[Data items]
++++++
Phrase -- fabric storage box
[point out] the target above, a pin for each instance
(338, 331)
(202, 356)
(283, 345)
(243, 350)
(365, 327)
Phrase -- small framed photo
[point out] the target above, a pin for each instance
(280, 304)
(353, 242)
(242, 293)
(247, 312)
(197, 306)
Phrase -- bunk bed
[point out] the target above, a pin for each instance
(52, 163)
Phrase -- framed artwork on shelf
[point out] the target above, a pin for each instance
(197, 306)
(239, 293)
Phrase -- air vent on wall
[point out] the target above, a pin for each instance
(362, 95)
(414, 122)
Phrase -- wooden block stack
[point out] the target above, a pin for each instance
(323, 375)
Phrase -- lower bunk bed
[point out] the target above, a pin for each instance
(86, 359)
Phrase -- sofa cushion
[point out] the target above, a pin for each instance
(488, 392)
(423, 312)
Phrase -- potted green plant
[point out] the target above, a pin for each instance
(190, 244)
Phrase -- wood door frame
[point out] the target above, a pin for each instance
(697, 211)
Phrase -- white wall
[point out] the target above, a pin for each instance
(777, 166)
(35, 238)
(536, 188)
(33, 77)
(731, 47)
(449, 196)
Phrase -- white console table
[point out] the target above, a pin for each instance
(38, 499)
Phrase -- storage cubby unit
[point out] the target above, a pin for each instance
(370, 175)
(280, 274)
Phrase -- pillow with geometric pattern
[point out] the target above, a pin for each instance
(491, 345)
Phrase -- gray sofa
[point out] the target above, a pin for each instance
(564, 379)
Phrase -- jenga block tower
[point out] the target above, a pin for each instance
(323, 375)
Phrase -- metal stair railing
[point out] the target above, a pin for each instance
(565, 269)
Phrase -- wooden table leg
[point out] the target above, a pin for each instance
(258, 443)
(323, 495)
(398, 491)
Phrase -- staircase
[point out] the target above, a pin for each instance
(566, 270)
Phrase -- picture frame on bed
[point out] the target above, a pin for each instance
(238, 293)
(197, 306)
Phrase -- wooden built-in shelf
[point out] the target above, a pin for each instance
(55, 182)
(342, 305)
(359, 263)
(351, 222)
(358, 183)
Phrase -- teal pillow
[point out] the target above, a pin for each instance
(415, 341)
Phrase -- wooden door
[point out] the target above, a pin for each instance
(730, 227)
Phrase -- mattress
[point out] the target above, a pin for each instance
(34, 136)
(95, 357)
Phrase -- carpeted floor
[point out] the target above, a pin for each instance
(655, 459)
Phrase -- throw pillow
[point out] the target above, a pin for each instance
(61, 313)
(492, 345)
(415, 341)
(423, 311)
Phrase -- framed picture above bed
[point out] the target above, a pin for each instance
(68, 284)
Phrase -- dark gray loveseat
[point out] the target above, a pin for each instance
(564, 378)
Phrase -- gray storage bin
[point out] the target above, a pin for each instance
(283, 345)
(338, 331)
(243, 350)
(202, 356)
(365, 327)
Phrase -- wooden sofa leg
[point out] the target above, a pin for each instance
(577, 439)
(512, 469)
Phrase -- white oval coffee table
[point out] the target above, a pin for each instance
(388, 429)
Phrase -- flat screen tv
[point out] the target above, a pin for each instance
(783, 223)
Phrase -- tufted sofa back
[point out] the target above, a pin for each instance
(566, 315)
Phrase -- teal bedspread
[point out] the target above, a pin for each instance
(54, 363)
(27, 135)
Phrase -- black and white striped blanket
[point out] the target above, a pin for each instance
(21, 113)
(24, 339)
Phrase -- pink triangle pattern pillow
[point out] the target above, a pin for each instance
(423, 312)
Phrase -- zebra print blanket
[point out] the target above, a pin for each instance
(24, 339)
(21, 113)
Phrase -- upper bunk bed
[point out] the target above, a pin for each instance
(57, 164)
++++++
* _What the exercise asks_: Pull together all lines from the data that mention the word "table".

* _Solved problem_:
Phrase -- white console table
Phrase -- wooden table leg
Phrase -- white oval coffee table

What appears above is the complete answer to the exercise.